**EXERCISE INSTRUCTIONS:**
**A.** Decide whether each statement agrees with the CETA article, and support each yes or no with the words from the article that settle it. (i) Police said 700 people protested outside the parliament building in Strasbourg. (ii) CETA will remove all customs duties between Canada and the EU. (iii) Canada and the EU signed CETA in October 2016.
**B.** Copy word for word the part of the CETA article that opens with the words containing "CETA will remove" and closes with "of Belgium's regions.".

**SOURCE PASSAGE:**

Police reported 700 people protested outside the parliament building in Strasbourg arguing the deal would erode environmental, labor and consumer standards.Demonstrators dressed in white suits lay down to form a human chain which had to be stepped over to reach the parliament building. "To say yes to CETA is to trample the people," read one banner.

Canadian Prime Minister Justin Trudeau, second left, stands with, from left, European Commission President Jean-Claude Juncker, European Council President Donald Tusk and Slovakian Prime Minister Robert Fico after signing the Comprehensive Economic and Trade Agreement (CETA) during an EU-Canada summit at the European Council building in Brussels, (picture alliance/AP Photo/T. Monasse)

Canada and the EU signed CETA in October 2016 after last minute opposition from a region of Belgium

CETA will remove 99 percent of customs duties between the two sides, benefiting European exporters. In 2016 the EU exported 37 billion euros (US$39 billion) of goods and services and imported 30 billion euros from the North American nation, according to Statistics Canada. A joint EU-Canada study forecast the deal would increase bilateral trade in goods and services by more than 20 percent.

The agreement also attempts to harmonize regulations on matters such as health and the environment.

Parts of the deal, particularly concerning investment, will only come into force after clearance by more than 30 European parliaments and the assemblies of Belgium's regions. 

EU Commission President Jean-Claude Juncker called it "an important milestone" and said "EU companies and citizens will start to reap the benefits the agreement offers as soon as possible."

EU Trade Commissioner Cecilia Malmstroem said during the debate that EU citizens as well as businesses would benefit from the trade deal.

"CETA cuts red tape and removes almost all tariffs from day one; exporters stand to save over 500 million euros (US$528 million)," Malmstroem told parliamentarians.

Ahead of the debate Malmstrom had tried to assuage concerns that the deal would cut into the independence of EU decision-making.

The deal would "not change food safety standards or any other EU requirements, only the EU institutions can do that," she said.

**EXTRACTED RECORDS:**
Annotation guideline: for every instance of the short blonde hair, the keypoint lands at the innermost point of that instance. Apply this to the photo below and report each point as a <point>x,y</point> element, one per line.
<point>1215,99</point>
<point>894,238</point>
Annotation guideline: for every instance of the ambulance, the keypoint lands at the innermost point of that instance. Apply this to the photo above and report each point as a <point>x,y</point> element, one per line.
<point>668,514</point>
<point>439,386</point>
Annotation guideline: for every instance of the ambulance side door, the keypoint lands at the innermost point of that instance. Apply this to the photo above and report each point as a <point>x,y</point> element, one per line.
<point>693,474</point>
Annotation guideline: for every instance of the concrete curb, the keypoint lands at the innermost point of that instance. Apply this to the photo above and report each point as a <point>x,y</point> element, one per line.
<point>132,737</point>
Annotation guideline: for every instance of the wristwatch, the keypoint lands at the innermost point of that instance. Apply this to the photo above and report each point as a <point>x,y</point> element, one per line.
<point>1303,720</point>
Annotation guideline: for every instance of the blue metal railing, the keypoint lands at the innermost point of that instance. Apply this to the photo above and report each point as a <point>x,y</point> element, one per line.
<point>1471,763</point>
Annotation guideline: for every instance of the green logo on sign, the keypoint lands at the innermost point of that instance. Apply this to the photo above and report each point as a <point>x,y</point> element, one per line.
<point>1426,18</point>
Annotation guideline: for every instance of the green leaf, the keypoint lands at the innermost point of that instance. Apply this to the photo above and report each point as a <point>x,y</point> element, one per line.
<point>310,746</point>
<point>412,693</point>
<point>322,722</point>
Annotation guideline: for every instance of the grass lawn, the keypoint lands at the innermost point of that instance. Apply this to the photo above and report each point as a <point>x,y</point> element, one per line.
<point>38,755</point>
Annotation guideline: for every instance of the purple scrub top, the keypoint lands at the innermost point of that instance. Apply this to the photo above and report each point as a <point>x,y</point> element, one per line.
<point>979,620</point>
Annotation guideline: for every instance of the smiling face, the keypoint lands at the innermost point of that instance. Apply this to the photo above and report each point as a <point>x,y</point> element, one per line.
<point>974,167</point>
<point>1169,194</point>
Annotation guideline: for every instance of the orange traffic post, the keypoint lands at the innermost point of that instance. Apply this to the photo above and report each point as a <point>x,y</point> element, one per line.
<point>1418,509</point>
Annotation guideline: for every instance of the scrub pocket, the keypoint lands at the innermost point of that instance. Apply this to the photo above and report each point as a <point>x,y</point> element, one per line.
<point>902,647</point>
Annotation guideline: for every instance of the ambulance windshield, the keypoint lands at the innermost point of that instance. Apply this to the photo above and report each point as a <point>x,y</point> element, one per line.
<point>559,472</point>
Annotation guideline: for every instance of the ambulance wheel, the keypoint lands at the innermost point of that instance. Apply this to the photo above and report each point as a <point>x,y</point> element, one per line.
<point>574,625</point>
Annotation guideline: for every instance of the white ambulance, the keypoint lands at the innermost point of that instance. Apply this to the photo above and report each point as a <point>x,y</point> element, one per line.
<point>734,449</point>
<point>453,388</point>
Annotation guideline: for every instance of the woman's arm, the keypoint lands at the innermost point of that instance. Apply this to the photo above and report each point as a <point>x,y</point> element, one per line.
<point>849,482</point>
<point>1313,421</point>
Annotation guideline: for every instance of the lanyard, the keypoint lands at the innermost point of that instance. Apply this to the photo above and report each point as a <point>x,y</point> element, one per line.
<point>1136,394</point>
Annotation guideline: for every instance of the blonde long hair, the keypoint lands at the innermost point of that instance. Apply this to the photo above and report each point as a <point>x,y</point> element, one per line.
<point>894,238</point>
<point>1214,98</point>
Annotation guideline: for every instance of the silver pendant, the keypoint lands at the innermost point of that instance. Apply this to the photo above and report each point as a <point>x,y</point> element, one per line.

**RESULTS BY TASK:**
**A.**
(i) Yes: "Police reported 700 people protested outside the parliament building in Strasbourg"
(ii) No: "CETA will remove 99 percent of customs duties between the two sides"
(iii) Yes: "Canada and the EU signed CETA in October 2016"

**B.**
CETA will remove 99 percent of customs duties between the two sides, benefiting European exporters. In 2016 the EU exported 37 billion euros (US$39 billion) of goods and services and imported 30 billion euros from the North American nation, according to Statistics Canada. A joint EU-Canada study forecast the deal would increase bilateral trade in goods and services by more than 20 percent.

The agreement also attempts to harmonize regulations on matters such as health and the environment.

Parts of the deal, particularly concerning investment, will only come into force after clearance by more than 30 European parliaments and the assemblies of Belgium's regions.